WHAT YOU ARE ASKED TO DO
Having read the data, transcribe all of it without deviation.

# # # # # # #

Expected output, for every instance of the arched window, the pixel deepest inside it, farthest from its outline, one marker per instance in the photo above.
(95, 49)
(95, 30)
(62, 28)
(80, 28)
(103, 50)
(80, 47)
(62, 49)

# # # # # # #

EXERCISE OUTPUT
Expected output, for every instance of the arched window, the pixel deepest inside it, farthest from its outline, one marker per instance in the photo above.
(95, 49)
(95, 30)
(62, 28)
(80, 28)
(103, 50)
(80, 47)
(62, 49)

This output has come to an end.